**YOUR OBJECTIVE**
Without skipping anything, write out each record below exactly.

Collected data
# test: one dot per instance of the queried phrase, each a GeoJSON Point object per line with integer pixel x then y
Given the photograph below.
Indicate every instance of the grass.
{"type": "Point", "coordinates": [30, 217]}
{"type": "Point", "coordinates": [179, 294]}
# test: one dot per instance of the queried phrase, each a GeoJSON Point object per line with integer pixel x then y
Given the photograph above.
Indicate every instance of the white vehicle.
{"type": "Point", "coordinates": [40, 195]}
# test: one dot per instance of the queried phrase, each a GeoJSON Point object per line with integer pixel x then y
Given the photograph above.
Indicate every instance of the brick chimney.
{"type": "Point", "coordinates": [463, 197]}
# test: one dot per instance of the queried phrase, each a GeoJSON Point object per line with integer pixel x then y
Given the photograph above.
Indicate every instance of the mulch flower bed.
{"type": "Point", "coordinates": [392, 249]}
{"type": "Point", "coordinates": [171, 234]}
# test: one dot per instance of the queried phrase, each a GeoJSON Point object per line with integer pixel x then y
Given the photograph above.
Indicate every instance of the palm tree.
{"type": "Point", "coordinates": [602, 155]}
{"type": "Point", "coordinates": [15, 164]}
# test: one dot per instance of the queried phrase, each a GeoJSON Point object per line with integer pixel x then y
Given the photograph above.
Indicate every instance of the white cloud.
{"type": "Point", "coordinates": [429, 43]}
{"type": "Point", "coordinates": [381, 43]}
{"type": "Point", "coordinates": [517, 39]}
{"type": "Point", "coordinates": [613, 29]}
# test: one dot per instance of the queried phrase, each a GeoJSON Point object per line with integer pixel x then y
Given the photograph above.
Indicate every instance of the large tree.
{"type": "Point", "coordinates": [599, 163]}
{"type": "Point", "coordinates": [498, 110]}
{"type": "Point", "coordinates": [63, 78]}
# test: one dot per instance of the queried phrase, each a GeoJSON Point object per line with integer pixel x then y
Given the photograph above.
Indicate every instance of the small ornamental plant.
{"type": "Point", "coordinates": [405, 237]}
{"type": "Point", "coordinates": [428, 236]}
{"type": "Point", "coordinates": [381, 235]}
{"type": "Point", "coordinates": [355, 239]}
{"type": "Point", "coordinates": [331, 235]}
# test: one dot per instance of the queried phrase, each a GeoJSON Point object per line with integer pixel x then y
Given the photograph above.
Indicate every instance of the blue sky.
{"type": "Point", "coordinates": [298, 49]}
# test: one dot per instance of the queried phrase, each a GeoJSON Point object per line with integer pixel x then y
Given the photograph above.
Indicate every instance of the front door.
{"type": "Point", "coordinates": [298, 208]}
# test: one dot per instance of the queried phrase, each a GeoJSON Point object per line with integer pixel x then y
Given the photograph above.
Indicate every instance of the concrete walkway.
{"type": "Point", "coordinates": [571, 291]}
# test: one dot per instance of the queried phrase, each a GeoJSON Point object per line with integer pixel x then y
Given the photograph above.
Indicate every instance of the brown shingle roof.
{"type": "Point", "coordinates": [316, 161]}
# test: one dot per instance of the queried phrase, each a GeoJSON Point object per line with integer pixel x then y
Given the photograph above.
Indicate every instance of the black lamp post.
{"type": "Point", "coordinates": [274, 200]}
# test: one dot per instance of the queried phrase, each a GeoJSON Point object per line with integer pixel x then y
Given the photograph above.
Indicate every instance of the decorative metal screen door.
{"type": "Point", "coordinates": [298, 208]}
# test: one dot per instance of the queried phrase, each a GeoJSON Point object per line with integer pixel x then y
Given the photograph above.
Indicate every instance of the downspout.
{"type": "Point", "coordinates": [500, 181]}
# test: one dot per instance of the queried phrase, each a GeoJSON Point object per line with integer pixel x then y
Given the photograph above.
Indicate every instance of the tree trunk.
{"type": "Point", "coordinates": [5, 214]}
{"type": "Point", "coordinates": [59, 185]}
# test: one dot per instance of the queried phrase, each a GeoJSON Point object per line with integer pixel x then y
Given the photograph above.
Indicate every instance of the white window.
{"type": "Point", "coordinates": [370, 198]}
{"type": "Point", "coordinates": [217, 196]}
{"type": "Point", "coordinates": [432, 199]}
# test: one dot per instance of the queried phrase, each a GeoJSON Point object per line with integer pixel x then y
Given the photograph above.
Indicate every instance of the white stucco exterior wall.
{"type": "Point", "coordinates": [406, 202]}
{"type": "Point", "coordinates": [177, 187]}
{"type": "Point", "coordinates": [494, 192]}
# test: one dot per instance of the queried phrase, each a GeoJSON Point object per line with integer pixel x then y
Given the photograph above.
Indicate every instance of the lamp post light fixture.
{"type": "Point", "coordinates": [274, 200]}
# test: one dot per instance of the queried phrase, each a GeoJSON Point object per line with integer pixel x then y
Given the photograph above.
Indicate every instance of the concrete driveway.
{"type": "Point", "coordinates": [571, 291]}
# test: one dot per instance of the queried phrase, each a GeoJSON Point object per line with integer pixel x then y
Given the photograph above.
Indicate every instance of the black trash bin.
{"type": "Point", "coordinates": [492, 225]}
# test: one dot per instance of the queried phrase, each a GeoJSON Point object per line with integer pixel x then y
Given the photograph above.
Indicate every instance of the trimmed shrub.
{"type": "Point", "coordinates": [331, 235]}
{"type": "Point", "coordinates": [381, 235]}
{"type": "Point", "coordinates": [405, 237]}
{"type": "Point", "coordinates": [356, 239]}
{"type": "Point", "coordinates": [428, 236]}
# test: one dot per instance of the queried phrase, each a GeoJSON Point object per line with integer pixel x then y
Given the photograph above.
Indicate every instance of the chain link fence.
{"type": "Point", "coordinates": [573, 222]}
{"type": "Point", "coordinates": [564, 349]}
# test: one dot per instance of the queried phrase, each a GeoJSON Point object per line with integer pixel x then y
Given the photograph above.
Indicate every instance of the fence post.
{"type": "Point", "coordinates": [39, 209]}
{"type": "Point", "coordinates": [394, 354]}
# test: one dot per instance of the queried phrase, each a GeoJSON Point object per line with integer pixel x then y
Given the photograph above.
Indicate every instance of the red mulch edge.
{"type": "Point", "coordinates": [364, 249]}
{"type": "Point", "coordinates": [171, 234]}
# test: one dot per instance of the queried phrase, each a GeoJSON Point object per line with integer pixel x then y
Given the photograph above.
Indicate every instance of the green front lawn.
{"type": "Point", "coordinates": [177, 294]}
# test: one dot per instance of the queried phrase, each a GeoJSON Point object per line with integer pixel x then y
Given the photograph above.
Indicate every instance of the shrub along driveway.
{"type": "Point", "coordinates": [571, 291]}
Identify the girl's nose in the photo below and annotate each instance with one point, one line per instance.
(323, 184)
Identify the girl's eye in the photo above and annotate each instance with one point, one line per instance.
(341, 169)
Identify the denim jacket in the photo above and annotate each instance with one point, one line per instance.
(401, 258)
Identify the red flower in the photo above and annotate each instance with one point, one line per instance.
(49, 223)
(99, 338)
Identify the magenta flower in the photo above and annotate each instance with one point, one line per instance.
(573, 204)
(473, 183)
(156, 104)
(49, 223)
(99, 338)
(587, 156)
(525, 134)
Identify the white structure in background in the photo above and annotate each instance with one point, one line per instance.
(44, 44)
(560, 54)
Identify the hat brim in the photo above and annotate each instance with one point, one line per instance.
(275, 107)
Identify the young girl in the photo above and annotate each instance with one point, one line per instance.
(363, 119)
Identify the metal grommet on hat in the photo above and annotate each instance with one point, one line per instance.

**FINAL ANSWER**
# test: one dot per instance of the queried phrase, each a GeoJSON Point object per line with integer pixel x then y
Given the photograph below.
Indicate every instance of the grass.
{"type": "Point", "coordinates": [30, 217]}
{"type": "Point", "coordinates": [179, 294]}
# test: one dot per instance of the queried phrase, each a GeoJSON Point object per line with integer pixel x then y
Given the photograph above.
Indicate every instance of the white vehicle.
{"type": "Point", "coordinates": [40, 195]}
# test: one dot per instance of the queried phrase, each a GeoJSON Point object per line with integer pixel x then y
Given the photograph above.
Indicate every instance of the brick chimney.
{"type": "Point", "coordinates": [463, 197]}
# test: one dot per instance of the queried phrase, each a GeoJSON Point object per line with integer pixel x then y
Given the photograph above.
Indicate every instance of the mulch flower bed.
{"type": "Point", "coordinates": [392, 249]}
{"type": "Point", "coordinates": [171, 234]}
# test: one dot per instance of the queried phrase, each a GeoJSON Point object per line with integer pixel x then y
Given the photograph above.
Indicate every instance of the palm tree.
{"type": "Point", "coordinates": [602, 155]}
{"type": "Point", "coordinates": [15, 164]}
# test: one dot per instance of the queried phrase, each a GeoJSON Point object per line with integer pixel x then y
Given the photograph above.
Indicate every instance of the white cloud.
{"type": "Point", "coordinates": [429, 43]}
{"type": "Point", "coordinates": [381, 43]}
{"type": "Point", "coordinates": [517, 39]}
{"type": "Point", "coordinates": [613, 29]}
# test: one dot per instance of the queried phrase, each a GeoJSON Point object per line with integer pixel x then y
Given the photograph above.
Indicate every instance of the large tree.
{"type": "Point", "coordinates": [599, 163]}
{"type": "Point", "coordinates": [498, 110]}
{"type": "Point", "coordinates": [63, 78]}
# test: one dot per instance of the queried phrase, each a GeoJSON Point object per line with integer pixel x then y
Given the photograph above.
Indicate every instance of the small ornamental plant.
{"type": "Point", "coordinates": [405, 237]}
{"type": "Point", "coordinates": [428, 236]}
{"type": "Point", "coordinates": [381, 235]}
{"type": "Point", "coordinates": [355, 239]}
{"type": "Point", "coordinates": [331, 235]}
# test: one dot per instance of the queried phrase, each a GeoJSON Point object per line with integer pixel x then y
Given the photograph above.
Indicate every instance of the blue sky.
{"type": "Point", "coordinates": [298, 49]}
# test: one dot per instance of the queried phrase, each a GeoJSON Point object per line with integer pixel x then y
Given the photograph above.
Indicate every instance of the front door.
{"type": "Point", "coordinates": [298, 208]}
# test: one dot per instance of the queried phrase, each a GeoJSON Point object per line with integer pixel x then y
Given the photograph above.
Indicate every instance of the concrete walkway.
{"type": "Point", "coordinates": [571, 291]}
# test: one dot per instance of the queried phrase, each a GeoJSON Point object per line with integer pixel x then y
Given the photograph above.
Indicate every instance of the brown shingle roof.
{"type": "Point", "coordinates": [316, 161]}
# test: one dot per instance of the queried phrase, each a GeoJSON Point object per line with integer pixel x then y
Given the photograph above.
Indicate every instance of the black lamp post.
{"type": "Point", "coordinates": [274, 200]}
# test: one dot per instance of the queried phrase, each a GeoJSON Point object per line with integer pixel x then y
Given the photograph above.
Indicate every instance of the decorative metal screen door.
{"type": "Point", "coordinates": [298, 208]}
# test: one dot per instance of the queried phrase, each a GeoJSON Point object per line with integer pixel x then y
Given the photograph above.
Indicate every instance of the downspout.
{"type": "Point", "coordinates": [500, 181]}
# test: one dot per instance of the queried phrase, each a GeoJSON Point object per line with integer pixel x then y
Given the photograph above.
Indicate every instance of the tree trunk.
{"type": "Point", "coordinates": [5, 214]}
{"type": "Point", "coordinates": [59, 185]}
# test: one dot per instance of the queried phrase, each a GeoJSON Point object per line with integer pixel x then y
Given the photograph above.
Indicate every instance of the white window.
{"type": "Point", "coordinates": [370, 198]}
{"type": "Point", "coordinates": [217, 196]}
{"type": "Point", "coordinates": [432, 199]}
# test: one dot per instance of the queried phrase, each a GeoJSON Point object per line with integer pixel x then y
Given the photograph above.
Indicate every instance of the white stucco exterior wall.
{"type": "Point", "coordinates": [406, 202]}
{"type": "Point", "coordinates": [177, 187]}
{"type": "Point", "coordinates": [494, 192]}
# test: one dot per instance of the queried phrase, each a GeoJSON Point object per line with integer pixel x then y
Given the photograph above.
Indicate every instance of the lamp post light fixture.
{"type": "Point", "coordinates": [274, 200]}
# test: one dot per instance of the queried phrase, each a GeoJSON Point object per line with integer pixel x then y
Given the photograph above.
Indicate every instance of the concrete driveway.
{"type": "Point", "coordinates": [571, 291]}
# test: one dot per instance of the queried phrase, each a GeoJSON Point object per line with integer pixel x then y
Given the photograph above.
Indicate every instance of the black trash bin.
{"type": "Point", "coordinates": [492, 225]}
# test: one dot per instance of the queried phrase, each a GeoJSON Point object per line with integer pixel x then y
Given the photograph above.
Indicate every instance of the trimmed shrub.
{"type": "Point", "coordinates": [331, 235]}
{"type": "Point", "coordinates": [381, 235]}
{"type": "Point", "coordinates": [405, 237]}
{"type": "Point", "coordinates": [356, 239]}
{"type": "Point", "coordinates": [428, 236]}
# test: one dot per instance of the queried phrase, each a GeoJSON Point object per line with integer pixel x then y
Given the photograph above.
Indicate every instance of the chain link fence.
{"type": "Point", "coordinates": [573, 222]}
{"type": "Point", "coordinates": [564, 349]}
# test: one dot per instance of the queried phrase, each a GeoJSON Point object per line with integer pixel x then y
Given the photograph above.
Indicate every instance of the fence post.
{"type": "Point", "coordinates": [39, 209]}
{"type": "Point", "coordinates": [394, 354]}
# test: one dot per instance of the queried phrase, each a GeoJSON Point object per line with integer pixel x then y
Given the photograph above.
Indicate every instance of the red mulch edge.
{"type": "Point", "coordinates": [364, 249]}
{"type": "Point", "coordinates": [171, 234]}
# test: one dot per instance of the queried phrase, each a GeoJSON Point object per line with integer pixel x then y
Given the photograph above.
Indicate every instance of the green front lawn.
{"type": "Point", "coordinates": [177, 294]}
# test: one dot per instance of the queried phrase, each a GeoJSON Point object per line with integer pixel x then y
Given the photograph above.
Indicate every instance of the shrub along driveway.
{"type": "Point", "coordinates": [571, 291]}
Identify the girl's nose in the photo below and annotate each instance with one point, one line per instance.
(323, 184)
Identify the girl's eye in the photo above and annotate each instance with one point, one line per instance.
(341, 169)
Identify the denim jacket in the photo above and annotate each instance with one point, one line per instance.
(401, 258)
Identify the red flower in the photo above and annotate each instance with one point, one line per instance.
(49, 223)
(99, 338)
Identify the magenta flower in the photo above and annotate each instance with one point, one line per instance.
(573, 204)
(473, 183)
(156, 104)
(49, 223)
(99, 338)
(587, 156)
(525, 134)
Identify the white structure in background in the photo above and annotate each instance with one point, one line per instance.
(44, 44)
(560, 54)
Identify the hat brim in the photo above and annotate each instance with one point, one line per instance.
(275, 107)
Identify the young girl in the photo above and annotate each instance with one point, one line per instance.
(363, 119)
Identify the metal grommet on hat in the photo above and annotate each instance with one point, one line per instance.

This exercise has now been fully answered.